La proliferación de partidos o sería más preciso decir, de personerías jurídicas, claramente no es un signo de fortalecimiento de la democracia. Todo lo contrario, es síntoma de que su estado es grave; esta invasión de nuevos partidos es comparable a la de las células cancerosas en el organismo humano. Su origen está en un estreñimiento político que se apoderó de la política colombiana como consecuencia de la cerrazón que el bipartidismo, herencia del siglo XIX, le impuso a un país en construcción, una construcción básicamente espontánea y adelantada al impulso de intereses de distinto signo actuando en un escenario enormemente diverso y huérfano de normas, con la presencia de una autoridad débil y muy frecuentemente corrupta.
Para superar esa situación y lograr sintonizar al Estado -sus instituciones y formas de actuación- con las nuevas realidades nacionales y bajo la presión ciudadana, finalmente se acordó hacer una reforma constitucional, reclamada por más de veinte años. Las condiciones, posibilidades y necesidades creadas con los acuerdos de paz, especialmente con el M19, finalmente le abrieron el espacio de opinión al movimiento de la Tercera Papeleta que reclamaba una constituyente; y así fue.
Esta, una vez elegida, aprobó la expedición de una nueva carta. Prioridad central era enterrar el viejo bipartidismo y abrirle la puerta al pluralismo político y partidista. Decisión acertada y necesaria, tergiversada luego por la acción de la vieja política incrustada en el Congreso, desde donde inició la tarea de cortarle alas a novedades constitucionales transformadoras, para adecuarlas a sus necesidades. Se pasó del bipartidismo a cuya sombra se habían movido los intereses particulares de políticos y camarillas, a su fraccionamiento por no decir atomización, abriéndose el espacio a las microempresas electorales, contundente negación de lo que debe ser un partido que merezca ese nombre, reducidas a ser entidades con dueño y a su servicio. Rápidamente se convirtieron en verdaderas fábricas vendedoras de avales.

» **MATERIAL PROPORCIONADO**:
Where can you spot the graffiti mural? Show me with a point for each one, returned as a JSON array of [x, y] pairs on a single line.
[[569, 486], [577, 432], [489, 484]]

» **PROBLEMAS POR RESOLVER**:
(a) Responde con base en el texto sobre los partidos políticos en Colombia:
(i) ¿Con qué compara el texto la invasión de nuevos partidos?
(ii) ¿Durante cuántos años se había reclamado la reforma constitucional?
(iii) ¿Qué movimiento reclamaba una constituyente?
(b) Sigue escribiendo el texto sobre los partidos políticos en Colombia a partir de su última oración.

» **TUS RESPUESTAS**:
(a)
(i) Con la invasión de las células cancerosas en el organismo humano.
(ii) Durante más de veinte años.
(iii) El movimiento de la Tercera Papeleta.

(b)
Y en esas estamos. Al calor de la temporada electoral, han brotado decenas de nuevos partidos, auspiciados por una autoridad electoral complaciente, de la cual lo menos que se puede decir es que "su generosidad" arriesga matarla. La discusión ahora no es en torno a ideas y propuestas, sino de avales con su entramado de negociaciones.
Esa "explosión democrática" alimentada por el billete, genera un aumento de la apatía ciudadana por la política, en momentos en que cada vez es más claro que el cáncer de Colombia es su crisis profunda, que arrastra y alimenta el otro mal de la sociedad, un segundo cáncer, una corrupción que invadió al cuerpo político y de ahí se irradió al Estado a través del presupuesto y de la contratación, haciendo metástasis en el conjunto de las entidades y actividades de la sociedad, con la fuerza destructora de una manzana podrida, localizada en su corazón.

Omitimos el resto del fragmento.